Arch. Myriam B. Mahiques Curriculum Vitae

Wednesday, October 14, 2009

Urban consequences of the 1924 plague in Los Angeles

Los Angeles city dump, 1924. Online archive of California

The plague is an infectious disease of animals and humans caused by a bacterium named Yersinia pestis. People usually get plague from being bitten by a rodent flea that is carrying the plague bacterium or by handling an infected animal. (CDC Plague home page). Three clinical forms of human plague exist: bubonic, pneumonic, and septicemic.

About 10 to 15 people per year contract the disease in the US, usually in rural places, according to the US Centers for Disease Control and Prevention, but now is rarely fatal. Plague was first recognized in the United States in San Francisco in 1900, and appeared in Los Angeles County in 1908. The disease was likely introduced to western United States ports via infected rats and humans who traveled on ships from Asia. In the United States, the last urban plague epidemic occurred in Los Angeles in 1924-25.
By that time, nineteen percent of the residents in Los Angeles were foreign born. There were approximately 2,000 Chinese, 12,000 Japanese, and 22,000, each group settling in different locations. (A.J. Viseltear,1974)
This plague had ethnic connotations. The plague was to be controlled together with immigrants, in a clear form of segregation that was unquestionably understood.

**Records provided:**
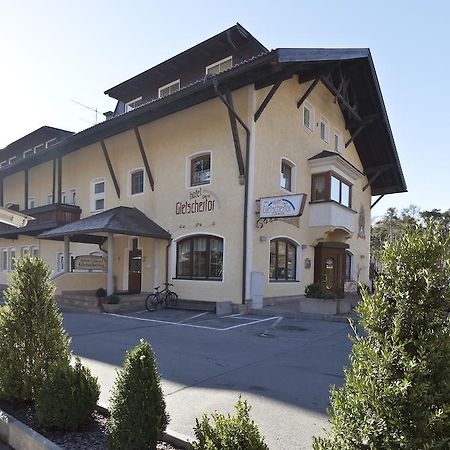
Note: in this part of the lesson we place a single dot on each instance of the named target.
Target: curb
(21, 437)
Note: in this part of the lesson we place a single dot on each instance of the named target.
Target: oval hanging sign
(282, 206)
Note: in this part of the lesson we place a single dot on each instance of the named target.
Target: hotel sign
(89, 262)
(282, 206)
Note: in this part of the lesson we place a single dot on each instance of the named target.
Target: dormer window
(169, 88)
(219, 66)
(133, 104)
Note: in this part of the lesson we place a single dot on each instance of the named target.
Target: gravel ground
(90, 438)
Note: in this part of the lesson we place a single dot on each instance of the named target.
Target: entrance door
(329, 265)
(134, 268)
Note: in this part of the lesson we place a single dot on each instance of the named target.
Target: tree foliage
(137, 407)
(397, 389)
(31, 334)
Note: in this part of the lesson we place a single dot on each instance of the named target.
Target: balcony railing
(45, 218)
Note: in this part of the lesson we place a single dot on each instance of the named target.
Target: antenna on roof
(88, 107)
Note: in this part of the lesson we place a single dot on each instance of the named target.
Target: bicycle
(165, 298)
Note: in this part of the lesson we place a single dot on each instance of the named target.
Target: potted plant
(111, 303)
(100, 295)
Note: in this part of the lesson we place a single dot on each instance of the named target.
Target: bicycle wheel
(171, 300)
(151, 302)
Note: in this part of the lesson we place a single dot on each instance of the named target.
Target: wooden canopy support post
(228, 102)
(59, 179)
(144, 158)
(266, 101)
(376, 201)
(308, 91)
(25, 203)
(111, 170)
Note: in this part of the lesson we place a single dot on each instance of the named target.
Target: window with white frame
(73, 197)
(287, 175)
(219, 66)
(4, 265)
(133, 104)
(11, 258)
(308, 116)
(338, 144)
(324, 129)
(136, 178)
(98, 195)
(169, 88)
(200, 169)
(34, 251)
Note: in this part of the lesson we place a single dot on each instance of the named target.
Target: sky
(55, 54)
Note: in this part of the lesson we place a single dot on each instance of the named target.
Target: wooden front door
(329, 265)
(134, 268)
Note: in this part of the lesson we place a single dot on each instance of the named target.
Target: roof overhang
(375, 145)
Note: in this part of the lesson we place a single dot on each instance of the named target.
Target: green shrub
(397, 390)
(236, 432)
(68, 398)
(31, 336)
(112, 299)
(137, 408)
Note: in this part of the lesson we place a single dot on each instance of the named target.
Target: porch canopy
(98, 228)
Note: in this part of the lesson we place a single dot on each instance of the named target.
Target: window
(169, 88)
(219, 66)
(200, 257)
(98, 195)
(133, 104)
(283, 260)
(50, 143)
(137, 182)
(201, 170)
(308, 116)
(73, 197)
(324, 129)
(337, 141)
(328, 186)
(286, 176)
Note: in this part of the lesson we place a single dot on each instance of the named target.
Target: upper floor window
(137, 182)
(287, 175)
(283, 260)
(308, 116)
(219, 66)
(129, 106)
(201, 170)
(98, 195)
(200, 257)
(324, 129)
(338, 145)
(329, 186)
(169, 88)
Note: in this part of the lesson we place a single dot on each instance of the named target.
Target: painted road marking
(190, 325)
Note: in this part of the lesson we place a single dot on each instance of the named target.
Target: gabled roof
(120, 220)
(375, 144)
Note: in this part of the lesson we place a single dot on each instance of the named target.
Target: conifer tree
(397, 389)
(137, 408)
(31, 335)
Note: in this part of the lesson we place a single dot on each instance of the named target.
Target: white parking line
(190, 325)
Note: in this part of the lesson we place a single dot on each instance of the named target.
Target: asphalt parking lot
(284, 367)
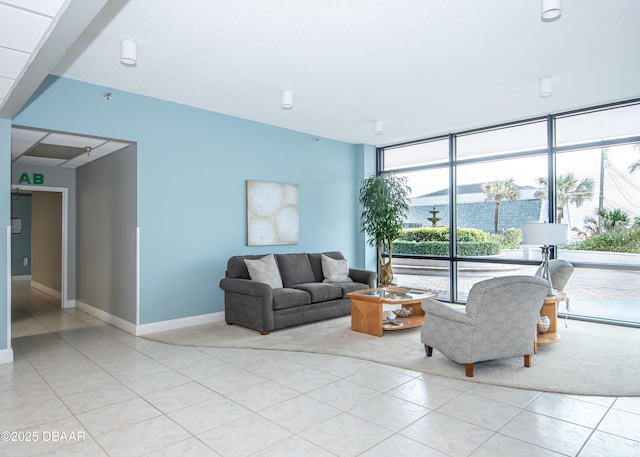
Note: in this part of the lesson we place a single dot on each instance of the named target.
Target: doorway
(48, 239)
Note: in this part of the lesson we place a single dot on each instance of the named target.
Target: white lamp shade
(546, 87)
(287, 99)
(128, 52)
(551, 10)
(542, 234)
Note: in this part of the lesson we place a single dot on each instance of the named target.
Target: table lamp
(545, 235)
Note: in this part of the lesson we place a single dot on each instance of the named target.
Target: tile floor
(80, 387)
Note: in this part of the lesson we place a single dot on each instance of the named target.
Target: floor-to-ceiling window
(580, 168)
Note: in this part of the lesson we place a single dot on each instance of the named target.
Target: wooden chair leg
(468, 368)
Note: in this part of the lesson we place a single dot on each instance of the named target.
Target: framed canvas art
(272, 213)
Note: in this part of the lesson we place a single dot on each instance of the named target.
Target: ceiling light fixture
(287, 99)
(551, 10)
(128, 53)
(546, 87)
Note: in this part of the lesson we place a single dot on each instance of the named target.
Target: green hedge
(465, 248)
(442, 234)
(611, 241)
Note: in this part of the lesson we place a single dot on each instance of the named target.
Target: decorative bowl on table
(543, 324)
(395, 290)
(403, 312)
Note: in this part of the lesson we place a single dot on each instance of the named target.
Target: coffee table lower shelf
(366, 310)
(407, 322)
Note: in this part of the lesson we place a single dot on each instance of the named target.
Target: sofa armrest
(246, 287)
(363, 276)
(248, 303)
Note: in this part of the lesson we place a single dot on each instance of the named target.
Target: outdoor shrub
(611, 241)
(442, 234)
(426, 234)
(465, 248)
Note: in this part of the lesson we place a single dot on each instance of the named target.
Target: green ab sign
(36, 179)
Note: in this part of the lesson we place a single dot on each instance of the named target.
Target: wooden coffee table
(367, 307)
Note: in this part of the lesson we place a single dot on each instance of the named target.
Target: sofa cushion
(320, 291)
(264, 270)
(335, 270)
(348, 287)
(285, 298)
(294, 269)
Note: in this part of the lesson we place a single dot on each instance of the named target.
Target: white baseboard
(46, 289)
(145, 329)
(6, 356)
(172, 324)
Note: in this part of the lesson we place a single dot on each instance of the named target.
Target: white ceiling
(423, 67)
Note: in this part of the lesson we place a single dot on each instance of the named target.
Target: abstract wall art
(272, 213)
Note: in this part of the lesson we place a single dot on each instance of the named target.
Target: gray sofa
(305, 296)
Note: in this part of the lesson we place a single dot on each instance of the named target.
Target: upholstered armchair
(499, 321)
(560, 271)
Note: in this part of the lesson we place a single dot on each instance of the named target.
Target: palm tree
(615, 219)
(568, 190)
(498, 191)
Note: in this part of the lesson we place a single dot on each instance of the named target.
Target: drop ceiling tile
(21, 30)
(19, 146)
(62, 139)
(5, 86)
(32, 136)
(13, 62)
(77, 162)
(53, 151)
(111, 146)
(47, 7)
(44, 161)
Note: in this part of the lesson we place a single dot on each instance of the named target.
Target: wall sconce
(546, 87)
(551, 10)
(128, 53)
(287, 99)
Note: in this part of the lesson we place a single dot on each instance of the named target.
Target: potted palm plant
(385, 204)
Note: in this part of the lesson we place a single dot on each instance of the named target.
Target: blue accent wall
(192, 169)
(5, 220)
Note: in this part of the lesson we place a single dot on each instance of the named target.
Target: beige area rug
(590, 359)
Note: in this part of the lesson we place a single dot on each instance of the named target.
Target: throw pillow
(264, 270)
(335, 270)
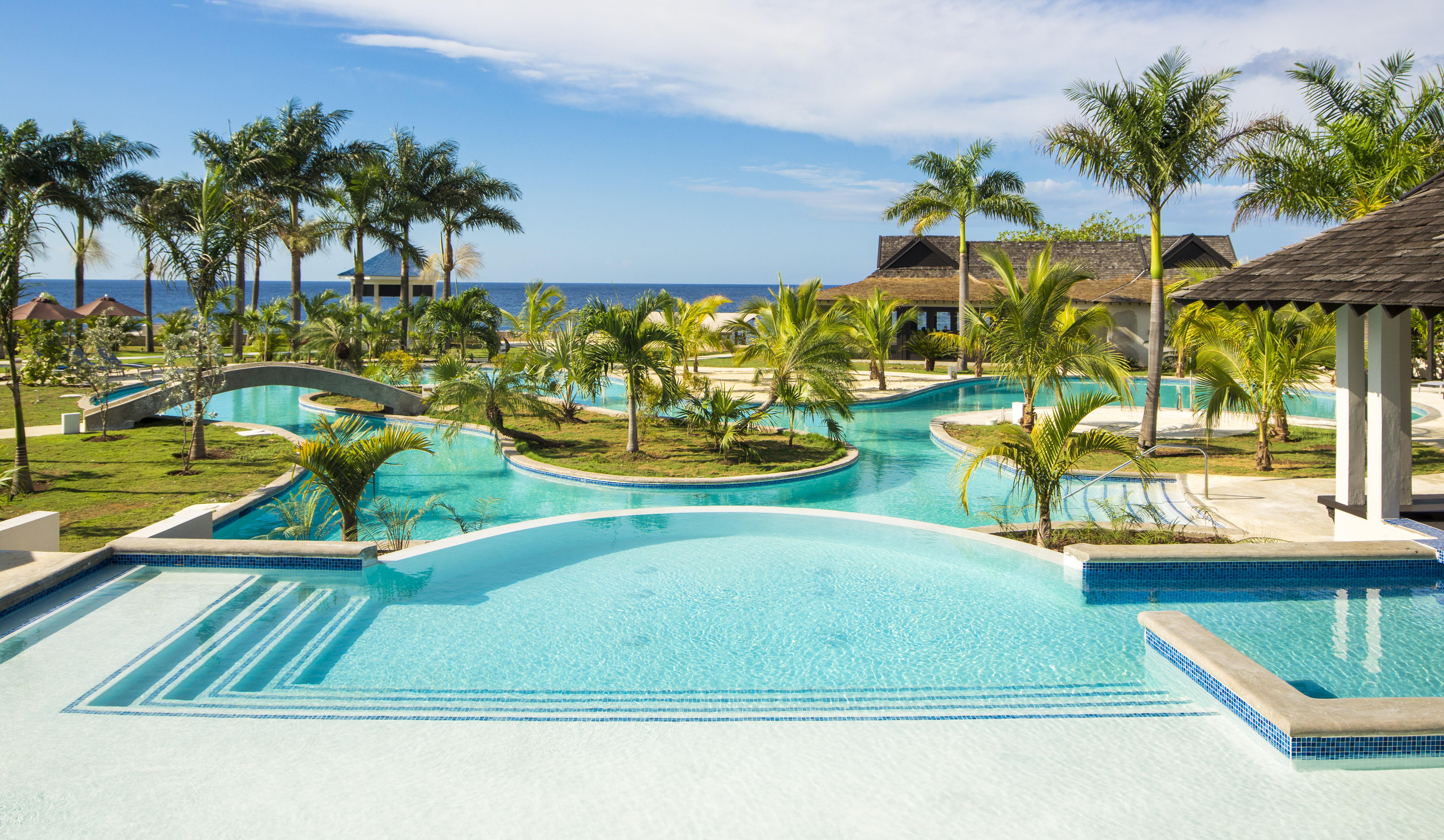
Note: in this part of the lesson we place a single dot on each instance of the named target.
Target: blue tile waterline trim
(1300, 748)
(243, 562)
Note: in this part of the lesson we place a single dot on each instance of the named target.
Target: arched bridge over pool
(126, 411)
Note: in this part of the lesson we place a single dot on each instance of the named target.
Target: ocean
(509, 297)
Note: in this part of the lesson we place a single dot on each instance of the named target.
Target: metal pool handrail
(1143, 454)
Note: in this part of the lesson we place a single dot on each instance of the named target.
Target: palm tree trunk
(1045, 530)
(962, 291)
(151, 325)
(80, 261)
(1149, 431)
(22, 452)
(632, 419)
(1263, 458)
(238, 336)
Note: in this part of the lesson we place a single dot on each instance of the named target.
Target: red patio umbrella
(109, 307)
(43, 310)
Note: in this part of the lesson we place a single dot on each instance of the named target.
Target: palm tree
(932, 347)
(243, 161)
(1045, 457)
(103, 187)
(627, 340)
(562, 369)
(789, 340)
(466, 203)
(694, 324)
(470, 314)
(544, 308)
(415, 184)
(305, 164)
(874, 325)
(1152, 141)
(199, 248)
(723, 418)
(344, 454)
(1370, 145)
(357, 210)
(1038, 338)
(955, 190)
(466, 395)
(1257, 360)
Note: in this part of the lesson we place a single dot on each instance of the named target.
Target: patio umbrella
(109, 307)
(41, 310)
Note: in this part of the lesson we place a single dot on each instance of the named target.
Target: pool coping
(1297, 725)
(519, 461)
(707, 510)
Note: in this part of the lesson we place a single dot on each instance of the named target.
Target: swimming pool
(900, 473)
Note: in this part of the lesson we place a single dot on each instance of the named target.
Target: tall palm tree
(103, 185)
(357, 210)
(1045, 457)
(541, 312)
(344, 454)
(466, 203)
(1038, 338)
(874, 325)
(245, 161)
(415, 184)
(694, 324)
(1257, 360)
(791, 340)
(955, 190)
(305, 164)
(627, 340)
(1152, 141)
(1368, 146)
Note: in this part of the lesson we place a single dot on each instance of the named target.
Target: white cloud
(832, 194)
(879, 71)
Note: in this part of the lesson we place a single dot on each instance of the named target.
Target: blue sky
(661, 144)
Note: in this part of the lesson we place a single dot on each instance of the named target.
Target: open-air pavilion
(1370, 274)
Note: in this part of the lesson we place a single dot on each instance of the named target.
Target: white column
(1384, 481)
(1349, 408)
(1407, 411)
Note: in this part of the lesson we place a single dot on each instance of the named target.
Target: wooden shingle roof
(906, 269)
(1391, 258)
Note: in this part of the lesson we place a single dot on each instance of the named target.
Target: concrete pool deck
(73, 776)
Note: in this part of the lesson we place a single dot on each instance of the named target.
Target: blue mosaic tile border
(1300, 748)
(1222, 572)
(54, 590)
(243, 562)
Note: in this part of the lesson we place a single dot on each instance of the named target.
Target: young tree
(1038, 338)
(344, 454)
(1045, 457)
(874, 325)
(627, 340)
(955, 190)
(1152, 141)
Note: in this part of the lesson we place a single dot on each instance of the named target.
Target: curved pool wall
(900, 473)
(747, 614)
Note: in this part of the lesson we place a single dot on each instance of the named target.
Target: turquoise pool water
(727, 613)
(900, 473)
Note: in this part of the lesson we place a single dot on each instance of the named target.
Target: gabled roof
(1115, 265)
(921, 253)
(382, 266)
(1391, 258)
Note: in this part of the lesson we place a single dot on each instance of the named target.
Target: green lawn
(1310, 457)
(600, 444)
(108, 490)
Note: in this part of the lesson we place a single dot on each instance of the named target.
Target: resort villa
(925, 271)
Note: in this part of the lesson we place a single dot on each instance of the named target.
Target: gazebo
(1370, 274)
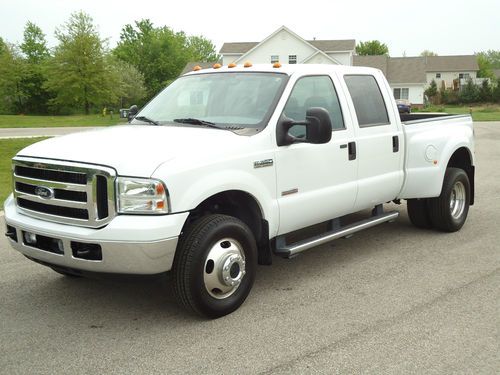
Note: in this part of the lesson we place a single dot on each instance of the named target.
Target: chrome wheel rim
(457, 200)
(224, 268)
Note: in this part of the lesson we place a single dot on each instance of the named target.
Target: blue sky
(407, 27)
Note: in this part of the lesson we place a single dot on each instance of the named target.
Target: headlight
(141, 196)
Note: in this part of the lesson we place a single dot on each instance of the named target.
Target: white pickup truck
(214, 174)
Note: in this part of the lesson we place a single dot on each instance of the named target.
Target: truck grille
(64, 192)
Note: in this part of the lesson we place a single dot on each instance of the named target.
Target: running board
(288, 251)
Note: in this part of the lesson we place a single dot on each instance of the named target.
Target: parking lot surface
(392, 299)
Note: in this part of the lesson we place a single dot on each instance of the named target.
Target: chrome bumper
(128, 244)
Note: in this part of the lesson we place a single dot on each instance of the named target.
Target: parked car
(404, 105)
(212, 176)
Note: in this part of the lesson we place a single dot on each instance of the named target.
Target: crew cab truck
(212, 175)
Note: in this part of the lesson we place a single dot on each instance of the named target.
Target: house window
(401, 93)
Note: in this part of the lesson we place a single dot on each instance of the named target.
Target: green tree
(201, 49)
(34, 48)
(469, 93)
(78, 75)
(431, 91)
(426, 52)
(12, 72)
(159, 53)
(372, 47)
(485, 92)
(130, 83)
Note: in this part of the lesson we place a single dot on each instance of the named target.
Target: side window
(313, 91)
(368, 101)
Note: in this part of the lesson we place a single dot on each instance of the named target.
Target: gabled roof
(238, 48)
(190, 65)
(451, 63)
(334, 45)
(413, 69)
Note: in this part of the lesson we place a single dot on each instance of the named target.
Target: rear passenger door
(378, 140)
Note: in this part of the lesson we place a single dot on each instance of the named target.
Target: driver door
(315, 182)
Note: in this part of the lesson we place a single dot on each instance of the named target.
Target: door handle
(395, 143)
(352, 150)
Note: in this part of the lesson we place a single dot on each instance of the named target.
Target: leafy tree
(12, 71)
(485, 92)
(159, 53)
(130, 83)
(426, 52)
(469, 93)
(431, 91)
(34, 45)
(372, 47)
(34, 48)
(485, 69)
(78, 75)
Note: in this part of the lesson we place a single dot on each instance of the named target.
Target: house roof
(323, 45)
(413, 69)
(451, 63)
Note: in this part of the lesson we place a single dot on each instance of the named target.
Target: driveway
(392, 299)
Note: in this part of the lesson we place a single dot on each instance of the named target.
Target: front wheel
(449, 211)
(214, 266)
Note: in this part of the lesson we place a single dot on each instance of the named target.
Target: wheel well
(461, 158)
(243, 206)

**What this exercise asks:**
[A] In the post on the 1924 plague in Los Angeles, where and in what year was plague first recognized in the United States?
[B] Copy the passage of the post on the 1924 plague in Los Angeles word for word, starting at "By that time, nineteen" and ending at "was unquestionably understood.".

**Answers given:**
[A] In San Francisco in 1900.

[B]
By that time, nineteen percent of the residents in Los Angeles were foreign born. There were approximately 2,000 Chinese, 12,000 Japanese, and 22,000, each group settling in different locations. (A.J. Viseltear,1974)
This plague had ethnic connotations. The plague was to be controlled together with immigrants, in a clear form of segregation that was unquestionably understood.